• **List of tasks**
1. What was the title of the 2023 play in the Farm Arts article?
2. Copy the stretch of the Farm Arts article from "But that support" through "will lose funding.".
3. Carry on the Farm Arts article from the point where it stops.

• **Article**
———
Audience members will travel around the farm in groups to stations, tasked with picking up ideas to protect the environment. The play ends with a group meal made from crops from the farm and a discussion about the show.
Last year’s play, “Conference for Those Still Living,” centered around a climate change conference with characters from all over the world, but the conference’s keynote speaker doesn’t show up.
Kowalchuk said it represented how climate change activists are in a “rudderless situation” as finding solutions “can feel really chaotic and like you’re losing your focus.”
Their 2023 play, “The More Things Change,” focused on a family who felt pressured to sell their organic farm to a company advertising it as a “biodiversity theme park called EcoLand.”
Farm Arts' success has brought it statewide and national recognition.
On Wednesday, the collective announced it won funding from the New York Creative Opportunity Fund, and on Jan. 14 it was awarded $10,000 from the National Endowment for the Arts Challenge America award to fund “Paradise Lost: Scavenger Hunt."
The Challenge America award is Farm Arts’ third NEA award in three years. Each grant totalled $10,000 to support the “Dream on the Farm” series.
But that support is not guaranteed. The Trump Administration’s freeze on federal funding has nonprofits across disciplines worried they will lose funding.
With ongoing confusion over the status of Trump’s Jan. 27th executive order, which is facing legal challenges, Kowalchuk said communities like Farm Arts have to focus on “diversity, diversity, diversity” of income sources.
“You don't put your eggs in one basket,” said Kowalchuk. “You don't just say, ‘Oh, it's going to be all the lovely philanthropists in our community. It's going to be all the government, it's going to be all the ticket sales. We have to be as diverse as possible with all of our income streams as a flexible, young … arts and farming organization.”
———
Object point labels
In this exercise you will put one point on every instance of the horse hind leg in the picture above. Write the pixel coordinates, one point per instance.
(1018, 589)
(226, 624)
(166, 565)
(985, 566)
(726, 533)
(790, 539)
———
• **Set of answers**
1. "The More Things Change"

2.
But that support is not guaranteed. The Trump Administration’s freeze on federal funding has nonprofits across disciplines worried they will lose funding.

3.
Farm Arts also has financial backing from the local community. Its theater was finished in June and was mostly funded by community support.
“There's belief in what we're doing. People are participating in it. They're getting involved in raising the awareness and consciousness of environmental protection … We are definitely gaining community,” Kowalchuk said.
The struggle to make it in agriculture while advocating for the environment is “all worth it,” Beveridge said.
“We've been getting so much more help and community members wanting to be a part of it, that it just alleviates some of our stress as well, which is really wonderful. So yeah, we have a lot of support and a lot of love,” Beveridge said.
Environmental change is “not going to start from the big top down in Washington. You know, it's just not happening that way … it's happening from within our communities,” Kowalchuk said.
In serving the community, Kowalchuk is looking to start a paid internship program for high school and college students to work on the farm and in creating this year’s play.
Farm Arts Collective’s upcoming play, “Paradise Lost: Scavenger Hunt,” will be performed from July 24 to Aug. 3 from Thursday to Sunday at 6:30 p.m. at Willow Wisp Organic Farm, 38 Hickory Lane, Damascus.